Exercice court A: Recopiez mot pour mot le passage de la critique de Monster's Ball, de « Il est rare » à « une banalité exacerbée. ».

Passage cité:
Il est rare de voir un film américain, avec deux stars hollywoodiennes, partir aussi loin dans l'abstrait, le non résolu, l'inexplicabilité des choses. Monster's Ball est un drame en trois actes : la destruction, la rencontre, l'aboutissement. Dans ce Sud chaud et moite, la lenteur qui s'imprègne de certains plans ne fait qu'accentuer le désoeuvrement des âmes et la sensualité des corps. L'image bascule ainsi entre le non dit, le symbolique et la narration la plus classique. A partir de quelques éléments, des petits détails de la vie, les personnages suivent le fil conducteur de leur histoire d'amour. Sans que rien n'en soit dit. Avec une banalité exacerbée.
Non content de délivrer un message humaniste simple mais juste, Marc Foster s'attarde à condamner la peine de mort, le racisme, la précarité sans démagogisme. Cette histoire d'amour contrarié entre un homme abattu, partagé entre ses certitudes aquises et une envie d'autre chose, et une femme qui perd tout (son mari, son fils, sa maison, son job), sauf sa beauté vénéneuse, fonctionne parfaitement. S'autorisant un montage parfois impressionniste, il dessine deux destins opposés, leurs angoisses, leurs erreurs, pour mieux parvenir à la sérennité finale. Le scénario pose des petits caillous pour qu'on s'y retrouve dans cette passion impossible, et si belle.

Listing fourni:
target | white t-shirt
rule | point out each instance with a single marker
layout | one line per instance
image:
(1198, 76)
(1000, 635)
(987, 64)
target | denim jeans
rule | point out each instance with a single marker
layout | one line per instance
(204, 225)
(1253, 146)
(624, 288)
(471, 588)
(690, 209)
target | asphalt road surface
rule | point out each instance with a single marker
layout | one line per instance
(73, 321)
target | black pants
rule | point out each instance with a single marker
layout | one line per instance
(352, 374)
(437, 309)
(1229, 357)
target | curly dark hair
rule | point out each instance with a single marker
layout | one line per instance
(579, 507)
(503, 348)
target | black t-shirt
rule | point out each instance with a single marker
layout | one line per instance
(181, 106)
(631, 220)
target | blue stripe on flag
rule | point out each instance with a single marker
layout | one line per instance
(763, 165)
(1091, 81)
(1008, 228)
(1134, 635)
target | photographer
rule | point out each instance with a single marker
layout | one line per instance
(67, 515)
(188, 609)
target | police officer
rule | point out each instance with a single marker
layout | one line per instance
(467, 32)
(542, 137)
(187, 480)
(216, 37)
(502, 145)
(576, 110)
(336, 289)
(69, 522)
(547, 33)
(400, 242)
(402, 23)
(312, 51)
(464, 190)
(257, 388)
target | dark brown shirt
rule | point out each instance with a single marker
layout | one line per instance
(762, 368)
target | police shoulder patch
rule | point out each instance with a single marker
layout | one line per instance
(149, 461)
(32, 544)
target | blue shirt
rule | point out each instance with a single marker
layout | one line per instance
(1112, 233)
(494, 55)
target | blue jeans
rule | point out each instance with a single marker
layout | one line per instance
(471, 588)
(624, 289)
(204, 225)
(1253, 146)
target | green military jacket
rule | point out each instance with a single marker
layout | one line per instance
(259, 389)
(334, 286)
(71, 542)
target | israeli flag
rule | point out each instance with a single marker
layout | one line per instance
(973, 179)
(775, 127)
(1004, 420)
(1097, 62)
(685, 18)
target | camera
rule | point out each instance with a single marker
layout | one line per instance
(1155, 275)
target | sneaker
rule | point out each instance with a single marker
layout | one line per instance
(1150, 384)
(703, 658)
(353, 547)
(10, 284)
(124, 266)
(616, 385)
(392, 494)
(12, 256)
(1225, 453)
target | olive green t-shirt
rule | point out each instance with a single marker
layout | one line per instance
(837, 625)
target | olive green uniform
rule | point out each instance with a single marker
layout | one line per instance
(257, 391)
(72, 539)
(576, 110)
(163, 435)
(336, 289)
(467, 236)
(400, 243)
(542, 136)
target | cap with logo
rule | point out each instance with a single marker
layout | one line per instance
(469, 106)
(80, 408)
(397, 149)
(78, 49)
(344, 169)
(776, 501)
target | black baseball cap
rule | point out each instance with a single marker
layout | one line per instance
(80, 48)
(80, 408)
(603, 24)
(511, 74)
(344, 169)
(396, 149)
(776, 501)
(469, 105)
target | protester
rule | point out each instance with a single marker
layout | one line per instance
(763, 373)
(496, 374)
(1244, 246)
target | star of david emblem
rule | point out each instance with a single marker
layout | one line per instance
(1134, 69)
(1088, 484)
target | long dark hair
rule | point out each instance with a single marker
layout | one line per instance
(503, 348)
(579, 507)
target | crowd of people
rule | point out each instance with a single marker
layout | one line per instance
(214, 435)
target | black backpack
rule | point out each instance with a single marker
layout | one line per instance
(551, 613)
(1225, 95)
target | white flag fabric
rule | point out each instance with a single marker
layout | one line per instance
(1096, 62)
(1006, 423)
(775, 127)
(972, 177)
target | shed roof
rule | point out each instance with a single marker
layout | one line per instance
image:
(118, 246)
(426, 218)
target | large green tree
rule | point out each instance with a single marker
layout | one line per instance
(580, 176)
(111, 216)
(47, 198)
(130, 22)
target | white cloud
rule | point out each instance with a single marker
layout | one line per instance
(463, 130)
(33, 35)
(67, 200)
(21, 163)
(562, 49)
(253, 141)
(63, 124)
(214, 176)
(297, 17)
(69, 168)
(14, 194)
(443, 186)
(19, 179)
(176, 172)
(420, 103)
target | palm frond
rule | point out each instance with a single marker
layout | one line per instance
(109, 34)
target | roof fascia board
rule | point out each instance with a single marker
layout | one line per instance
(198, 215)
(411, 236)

Exercice court B: Reproduisez à l'identique les lignes du listing, depuis la ligne contenant « target | palm frond » jusqu'à la fin du listing, ces deux bornes comprises.

Réponse A:
Il est rare de voir un film américain, avec deux stars hollywoodiennes, partir aussi loin dans l'abstrait, le non résolu, l'inexplicabilité des choses. Monster's Ball est un drame en trois actes : la destruction, la rencontre, l'aboutissement. Dans ce Sud chaud et moite, la lenteur qui s'imprègne de certains plans ne fait qu'accentuer le désoeuvrement des âmes et la sensualité des corps. L'image bascule ainsi entre le non dit, le symbolique et la narration la plus classique. A partir de quelques éléments, des petits détails de la vie, les personnages suivent le fil conducteur de leur histoire d'amour. Sans que rien n'en soit dit. Avec une banalité exacerbée.

Réponse B:
target | palm frond
rule | point out each instance with a single marker
layout | one line per instance
(109, 34)
target | roof fascia board
rule | point out each instance with a single marker
layout | one line per instance
(198, 215)
(411, 236)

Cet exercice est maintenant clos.